ACTIVITY A =
Reproduce the stretch of the expandable graphics memory thread from "Tl;Dr they aren’t" through "and tightly connected.".
ACTIVITY B =
According to the expandable graphics memory thread, how much memory can Nvidia's GPU Accelerator cards have?

PROVIDED PASSAGE =
Would having an expandable RAM help in running non training workloads like inference for LLMs / Stable Diffusion models?
For the most part it would just make things worse and only help in a very narrow set of circumstances
Graphics memory is running at extremely high speed and is very sensitive to latency.
Not enough memory or memory too slow for the GPU and performance is significantly reduced.
Faster memory or more memory? Doesn’t really matter because you’re limited by the processing
There are some pro level cards with crazy amounts if memory of your data set requires it, but then you’re not worried about cost or graphics. Nvidia sells GPU Accelerator cards with up to 80 GB of memory and a 5120 bit wide connection to get some crazy memory speeds out of HBM but it needs to be right next to the core for those speeds
One of the problems not mentioned yet is that graphic cards use more modern chips which are not being sold as RAM modules. So this would require creating these modules which generally only few users would buy.
If you would add normal RAM modules it would mean slowing down the whole VRAM which is a pitfall nobody wants to have. (for more reasons than just slowing)
e.g. 4090 uses GDDR6x while the top memory moduels for sale are DDR5.
Tl;Dr they aren’t built with extra memory lines (wires) to empty slots because this would be overhead on the GPU side, and the signal timing requirements are extremely tight for GPUs so there is no margin for uncertainty due to the slot etc. The VRAM needs to be physically close to the GPU and tightly connected.

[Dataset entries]
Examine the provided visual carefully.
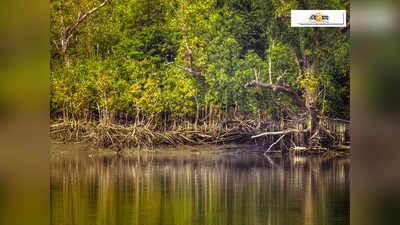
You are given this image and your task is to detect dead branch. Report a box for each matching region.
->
[264,134,286,155]
[60,0,109,57]
[245,80,306,109]
[251,129,309,138]
[167,62,203,77]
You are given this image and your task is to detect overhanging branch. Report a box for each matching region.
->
[61,0,109,54]
[245,80,306,109]
[167,62,203,77]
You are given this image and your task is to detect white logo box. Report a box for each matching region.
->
[290,10,346,27]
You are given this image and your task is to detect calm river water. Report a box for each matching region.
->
[50,145,350,225]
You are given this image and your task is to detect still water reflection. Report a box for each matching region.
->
[50,146,349,225]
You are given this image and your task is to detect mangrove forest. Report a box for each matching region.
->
[49,0,350,153]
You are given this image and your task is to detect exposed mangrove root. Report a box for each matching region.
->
[50,119,248,150]
[50,116,350,154]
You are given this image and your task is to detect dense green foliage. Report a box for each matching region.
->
[50,0,350,123]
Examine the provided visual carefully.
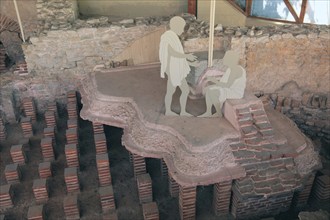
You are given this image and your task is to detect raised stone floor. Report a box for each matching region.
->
[80,64,318,186]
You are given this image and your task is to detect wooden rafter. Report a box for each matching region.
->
[299,0,307,23]
[245,0,252,16]
[284,0,299,23]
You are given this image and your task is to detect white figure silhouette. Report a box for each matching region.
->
[198,51,246,117]
[159,16,197,116]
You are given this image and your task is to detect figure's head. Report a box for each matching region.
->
[170,16,186,35]
[223,50,239,67]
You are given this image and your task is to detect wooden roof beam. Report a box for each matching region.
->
[284,0,300,23]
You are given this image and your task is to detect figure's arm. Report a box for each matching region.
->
[168,45,197,61]
[188,61,200,67]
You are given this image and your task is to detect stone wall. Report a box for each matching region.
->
[23,26,162,75]
[36,0,78,30]
[262,80,330,153]
[77,0,188,18]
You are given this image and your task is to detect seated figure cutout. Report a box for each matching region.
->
[198,50,246,117]
[159,16,197,116]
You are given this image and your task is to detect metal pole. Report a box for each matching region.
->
[13,0,25,42]
[208,0,215,67]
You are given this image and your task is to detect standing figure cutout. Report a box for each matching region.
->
[198,51,246,117]
[159,16,196,116]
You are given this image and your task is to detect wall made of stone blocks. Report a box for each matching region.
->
[262,81,330,152]
[231,188,293,219]
[231,29,330,93]
[36,0,78,30]
[23,26,160,78]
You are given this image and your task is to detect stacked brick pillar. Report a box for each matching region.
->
[0,184,13,208]
[0,42,6,73]
[64,90,80,193]
[179,186,196,220]
[132,154,147,178]
[93,119,117,216]
[168,174,179,197]
[213,181,232,216]
[0,117,7,141]
[63,194,80,219]
[27,205,45,220]
[310,173,330,207]
[96,153,111,186]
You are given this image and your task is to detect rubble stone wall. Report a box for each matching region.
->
[36,0,78,30]
[0,15,330,148]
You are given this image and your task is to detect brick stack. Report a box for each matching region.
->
[22,97,37,121]
[67,119,78,129]
[0,43,6,73]
[67,103,78,119]
[44,127,55,140]
[292,175,315,209]
[65,144,79,167]
[40,137,54,161]
[310,175,330,206]
[38,162,52,179]
[0,118,7,141]
[27,205,44,220]
[94,133,108,154]
[142,202,159,220]
[47,102,57,113]
[67,90,78,119]
[179,186,196,219]
[10,144,26,164]
[14,61,29,76]
[32,179,48,203]
[66,90,77,103]
[63,194,80,219]
[5,163,21,183]
[93,122,104,135]
[160,159,168,177]
[64,167,79,193]
[102,212,118,220]
[0,184,13,208]
[128,151,133,166]
[168,175,179,197]
[133,154,147,178]
[45,110,56,127]
[96,153,111,186]
[213,181,231,216]
[136,173,152,204]
[99,185,116,213]
[65,128,78,144]
[20,117,33,137]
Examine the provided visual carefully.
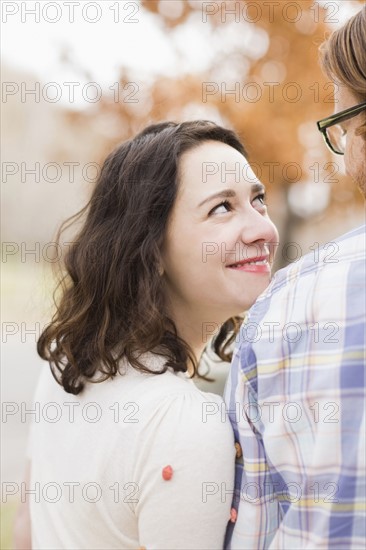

PROBLEM SOLUTION A =
Tl;Dr they aren’t built with extra memory lines (wires) to empty slots because this would be overhead on the GPU side, and the signal timing requirements are extremely tight for GPUs so there is no margin for uncertainty due to the slot etc. The VRAM needs to be physically close to the GPU and tightly connected.

PROBLEM SOLUTION B =
Up to 80 GB.